- Written exercise:
Write out, word for word, the part of the text on the Lua undefined-variable checker that begins at the words "Apart from David's" and stops after the words "Lua VM instructions.".

Extended undefined-variable checker for Lua 5.1 and 5.2
There are various approaches to detecting undeclared variables
in Lua. lglob extends the approach used in David Manura's globalsplus.lua
, which
in turn is an extension of globals.lua
in the Lua distribution.
The idea is to examine the disassembly listing of the code using luac
and
track global usage, both setting and getting, and check against a whitelist.
David's approach is to also look at fields of known globals, so that we
can mark table.Concat
and math.sine
as errors.
lglob extends this further to detect writes to known tables, to support Lua 5.2,
and to provide optional local alias analysis. For help, just type lglob
; it
understands wilcards on Windows (where the shell doesn't do globbing).
Apart from David's script, this utility was strongly inspired by
Egil Hjelmeland's globals utility, which
I found extremely useful in cleaning up Penlight after the move away from module
.
Kein-Hong Man's No Frills Introduction to the Lua VM has been indispensible for decoding the subtleties of some Lua VM instructions.
Even a straightforward Lua script is easy to get wrong. But spelling mistakes will happen and they are not compile errors.
-- args.lua
for i,a in pairs(args) do
print(i,string.upper(x))
end
Naturally this becomes a massive irritation with larger, multi-file programs. People consider this to be the 'price' of using dynamic languages, which is not really true since many errors can be caught effectively with static bytecode analysis.
$ lglob args.lua
lglob: args.lua:2: undefined get args
lglob works with a whitelist of known globals, by default the usual global environment. It is an effective spellchecker because if a variable is not declared as a local, it is assumed to be global.
Non-trivial programs often include external libraries, and we would like to track them as well. By default lglob tries to load any required modules. Consider this:
-- use-lfs.lua
require 'lfs'
local function getdir ()
return lfs.currentdir()
end
print(getdir())
print(lfs.changedir('foo'))
$ lglob use-lfs.lula
lglob: use-lfs.lua:9: undefined get lfs.changedir
This is the output if we leave out the local
in front of the function:
lglob: use-lfs.lua:4: undefined set getdir
lglob: use-lfs.lua:8: undefined get getdir
lglob: use-lfs.lua:9: undefined get lfs.changedir
lglob by default is strict about the use of globals - it sees both a set and a get
of an unknown global. The -g
flag makes it accept globals which have been set
in the file; the flag -t
for tolerant is an alias. Usually you
should strive to use local
compulsively if you want to write Lua that scales
beyond a dozen-line script, so this easy-going approach is not the default!
lglob is strict about redefining globals:
-- monkey-patch.lua
function table.concat(t) return t end
next = 2
print(table.next)
$ lglob monkey-patch.lua
lglob: monkey-patch.lua:2: redefining global table.concat
lglob: monkey-patch.lua:4: redefining global next
lglob: monkey-patch.lua:6: undefined get table.next
It often feels convenient to 'monkey-patch' existing functions (and it appears that the Ruby community have given into the temptation wholesale) but (again) if you want to write code that others can understand and which plays nicely with others' code then you do not want to monkey-patch. In particular, modules which are meant to be generally useful should not indulge in monkey business.
LuaJava programs have a new global library luajava
defined. For
this snippet to pass, we need to give lglob an extra whitelist entry:
-- lj.lua
print(luajava.bindClass "java.lang.System")

- Data section:
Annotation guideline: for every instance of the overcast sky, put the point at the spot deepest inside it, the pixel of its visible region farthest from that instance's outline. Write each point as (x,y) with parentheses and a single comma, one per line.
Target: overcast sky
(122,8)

- Answer below:
Apart from David's script, this utility was strongly inspired by
Egil Hjelmeland's globals utility, which
I found extremely useful in cleaning up Penlight after the move away from module
.
Kein-Hong Man's No Frills Introduction to the Lua VM has been indispensible for decoding the subtleties of some Lua VM instructions.